Copy out, exactly and with nothing else, the stretch of lines that starts at the line containing "Target: flower style tip" and finishes at the end of the data.

++++ DATA EXTRACTS ++++

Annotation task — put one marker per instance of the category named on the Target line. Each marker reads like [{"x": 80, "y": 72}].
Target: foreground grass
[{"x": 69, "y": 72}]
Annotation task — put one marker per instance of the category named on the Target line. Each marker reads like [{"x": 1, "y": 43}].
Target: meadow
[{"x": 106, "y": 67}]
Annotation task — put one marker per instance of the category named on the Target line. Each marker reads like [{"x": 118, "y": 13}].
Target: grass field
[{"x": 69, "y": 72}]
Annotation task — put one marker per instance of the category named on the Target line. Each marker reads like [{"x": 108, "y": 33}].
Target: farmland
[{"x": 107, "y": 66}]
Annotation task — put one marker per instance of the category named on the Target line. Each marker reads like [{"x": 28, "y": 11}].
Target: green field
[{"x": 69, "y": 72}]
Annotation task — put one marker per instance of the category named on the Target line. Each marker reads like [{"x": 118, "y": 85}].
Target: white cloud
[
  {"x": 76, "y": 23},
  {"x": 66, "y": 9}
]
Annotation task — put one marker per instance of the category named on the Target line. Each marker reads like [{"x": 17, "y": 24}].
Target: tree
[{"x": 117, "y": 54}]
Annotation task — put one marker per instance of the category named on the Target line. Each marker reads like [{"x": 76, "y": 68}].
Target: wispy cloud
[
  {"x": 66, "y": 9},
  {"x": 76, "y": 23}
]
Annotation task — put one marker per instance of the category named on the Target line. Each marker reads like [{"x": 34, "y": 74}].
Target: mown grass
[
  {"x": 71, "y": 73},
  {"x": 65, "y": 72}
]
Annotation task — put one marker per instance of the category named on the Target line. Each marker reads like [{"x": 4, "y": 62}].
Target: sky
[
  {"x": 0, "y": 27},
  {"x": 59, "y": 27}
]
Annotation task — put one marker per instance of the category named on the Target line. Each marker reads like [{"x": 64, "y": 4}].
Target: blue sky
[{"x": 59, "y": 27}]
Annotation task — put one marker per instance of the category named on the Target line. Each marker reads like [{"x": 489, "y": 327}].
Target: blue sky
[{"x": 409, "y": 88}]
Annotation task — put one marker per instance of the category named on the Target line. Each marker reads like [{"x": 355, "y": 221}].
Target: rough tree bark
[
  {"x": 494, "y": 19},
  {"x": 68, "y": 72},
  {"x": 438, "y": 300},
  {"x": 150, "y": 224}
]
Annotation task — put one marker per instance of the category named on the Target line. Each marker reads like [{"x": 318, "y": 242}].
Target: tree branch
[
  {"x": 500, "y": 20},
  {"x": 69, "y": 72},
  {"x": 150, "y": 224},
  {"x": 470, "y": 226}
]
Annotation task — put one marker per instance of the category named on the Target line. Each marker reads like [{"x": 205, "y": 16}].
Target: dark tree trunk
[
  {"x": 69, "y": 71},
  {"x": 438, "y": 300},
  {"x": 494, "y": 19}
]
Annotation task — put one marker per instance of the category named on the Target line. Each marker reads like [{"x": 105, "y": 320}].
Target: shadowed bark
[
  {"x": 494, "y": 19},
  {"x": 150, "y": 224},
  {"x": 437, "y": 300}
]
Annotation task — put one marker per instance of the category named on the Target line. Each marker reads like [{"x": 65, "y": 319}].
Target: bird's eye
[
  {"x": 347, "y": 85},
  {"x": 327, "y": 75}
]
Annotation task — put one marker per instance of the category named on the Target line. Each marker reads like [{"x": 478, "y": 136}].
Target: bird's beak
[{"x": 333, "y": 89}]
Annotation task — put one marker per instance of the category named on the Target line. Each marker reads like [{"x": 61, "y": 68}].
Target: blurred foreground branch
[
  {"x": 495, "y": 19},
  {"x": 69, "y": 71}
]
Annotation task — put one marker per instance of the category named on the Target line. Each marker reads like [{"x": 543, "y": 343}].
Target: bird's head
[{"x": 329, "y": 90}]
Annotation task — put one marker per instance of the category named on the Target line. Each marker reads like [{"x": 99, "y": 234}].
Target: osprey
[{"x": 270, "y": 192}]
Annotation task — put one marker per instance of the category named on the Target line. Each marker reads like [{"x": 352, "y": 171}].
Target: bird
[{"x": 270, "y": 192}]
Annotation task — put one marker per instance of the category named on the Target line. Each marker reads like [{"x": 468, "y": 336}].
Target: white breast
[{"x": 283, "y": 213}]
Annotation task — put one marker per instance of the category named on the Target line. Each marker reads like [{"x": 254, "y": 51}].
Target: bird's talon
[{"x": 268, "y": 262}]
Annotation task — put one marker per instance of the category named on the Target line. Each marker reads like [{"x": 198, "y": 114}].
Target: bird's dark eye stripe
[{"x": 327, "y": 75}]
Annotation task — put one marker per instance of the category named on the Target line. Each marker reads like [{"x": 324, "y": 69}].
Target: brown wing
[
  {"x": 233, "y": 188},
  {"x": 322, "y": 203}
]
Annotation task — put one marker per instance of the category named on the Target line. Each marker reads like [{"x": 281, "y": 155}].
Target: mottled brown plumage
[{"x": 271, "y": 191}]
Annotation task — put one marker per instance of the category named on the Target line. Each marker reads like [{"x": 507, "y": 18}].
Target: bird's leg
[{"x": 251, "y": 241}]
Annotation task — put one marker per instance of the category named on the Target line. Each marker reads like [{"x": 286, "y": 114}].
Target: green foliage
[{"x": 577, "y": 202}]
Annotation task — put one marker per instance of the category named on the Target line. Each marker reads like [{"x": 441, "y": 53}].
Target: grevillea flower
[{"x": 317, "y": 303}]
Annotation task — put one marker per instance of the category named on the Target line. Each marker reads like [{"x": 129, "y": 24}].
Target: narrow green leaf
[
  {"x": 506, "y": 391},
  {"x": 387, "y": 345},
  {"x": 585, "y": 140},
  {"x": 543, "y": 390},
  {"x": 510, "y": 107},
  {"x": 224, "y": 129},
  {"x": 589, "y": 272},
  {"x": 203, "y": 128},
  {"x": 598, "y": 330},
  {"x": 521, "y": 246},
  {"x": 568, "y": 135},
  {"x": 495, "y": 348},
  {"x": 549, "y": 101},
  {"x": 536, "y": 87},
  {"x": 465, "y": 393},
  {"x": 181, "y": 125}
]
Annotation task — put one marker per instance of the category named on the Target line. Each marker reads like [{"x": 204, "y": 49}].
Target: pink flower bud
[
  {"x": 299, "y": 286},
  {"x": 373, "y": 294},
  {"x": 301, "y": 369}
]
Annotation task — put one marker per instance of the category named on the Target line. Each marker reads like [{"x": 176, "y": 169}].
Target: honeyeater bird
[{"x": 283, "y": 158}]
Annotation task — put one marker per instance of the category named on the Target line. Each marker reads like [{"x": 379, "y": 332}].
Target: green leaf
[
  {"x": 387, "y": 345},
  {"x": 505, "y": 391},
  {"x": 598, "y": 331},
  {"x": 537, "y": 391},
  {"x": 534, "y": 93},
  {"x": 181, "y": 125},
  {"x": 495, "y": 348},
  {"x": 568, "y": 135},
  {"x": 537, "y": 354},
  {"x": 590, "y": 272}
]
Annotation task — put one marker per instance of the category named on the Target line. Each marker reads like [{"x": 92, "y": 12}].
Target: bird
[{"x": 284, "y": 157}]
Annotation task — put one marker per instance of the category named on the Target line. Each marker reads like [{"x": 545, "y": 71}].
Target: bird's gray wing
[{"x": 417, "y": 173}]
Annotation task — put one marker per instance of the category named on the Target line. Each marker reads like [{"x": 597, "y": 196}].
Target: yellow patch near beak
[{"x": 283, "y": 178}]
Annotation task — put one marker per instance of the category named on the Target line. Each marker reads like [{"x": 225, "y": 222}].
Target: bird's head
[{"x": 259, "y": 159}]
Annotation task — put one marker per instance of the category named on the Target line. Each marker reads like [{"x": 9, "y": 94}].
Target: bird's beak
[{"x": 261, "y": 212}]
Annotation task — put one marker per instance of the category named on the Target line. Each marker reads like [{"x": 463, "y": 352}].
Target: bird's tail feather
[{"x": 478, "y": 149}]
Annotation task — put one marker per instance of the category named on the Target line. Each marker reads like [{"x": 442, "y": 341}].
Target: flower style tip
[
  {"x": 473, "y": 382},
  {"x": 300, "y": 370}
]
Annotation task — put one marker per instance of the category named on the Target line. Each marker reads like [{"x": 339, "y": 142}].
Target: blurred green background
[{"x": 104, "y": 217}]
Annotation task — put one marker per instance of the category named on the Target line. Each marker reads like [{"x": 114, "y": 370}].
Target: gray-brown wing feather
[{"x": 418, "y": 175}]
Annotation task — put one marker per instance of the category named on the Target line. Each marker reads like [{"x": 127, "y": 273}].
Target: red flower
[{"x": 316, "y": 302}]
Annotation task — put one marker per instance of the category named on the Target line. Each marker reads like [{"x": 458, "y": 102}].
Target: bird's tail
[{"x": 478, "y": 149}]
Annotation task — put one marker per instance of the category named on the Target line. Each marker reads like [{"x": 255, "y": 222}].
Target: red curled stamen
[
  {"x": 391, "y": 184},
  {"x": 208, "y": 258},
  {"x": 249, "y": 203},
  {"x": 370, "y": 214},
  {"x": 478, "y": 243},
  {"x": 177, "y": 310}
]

++++

* _ANSWER TO THIS TASK_:
Target: flower style tip
[
  {"x": 473, "y": 382},
  {"x": 300, "y": 370}
]
Annotation task — put one marker per instance of the category named on the Target line. Each marker reads like [{"x": 339, "y": 142}].
Target: blurred green background
[{"x": 104, "y": 217}]
Annotation task — put one marker per instance of the category named on the Target line. Each marker reads like [{"x": 114, "y": 370}].
Target: gray-brown wing feather
[{"x": 418, "y": 175}]
Annotation task — put one marker per instance of the category named on the Target line. Each marker reads like [{"x": 127, "y": 273}].
Target: red flower
[{"x": 316, "y": 302}]
Annotation task — put one marker per instance of the category named on the Target line. Each marker reads like [{"x": 458, "y": 102}].
Target: bird's tail
[{"x": 478, "y": 149}]
Annotation task — put one marker per instance of the category named on the Target line. Each marker reads like [{"x": 255, "y": 222}].
Target: red curled stamen
[
  {"x": 391, "y": 184},
  {"x": 208, "y": 258},
  {"x": 249, "y": 203},
  {"x": 370, "y": 214},
  {"x": 478, "y": 243},
  {"x": 177, "y": 310}
]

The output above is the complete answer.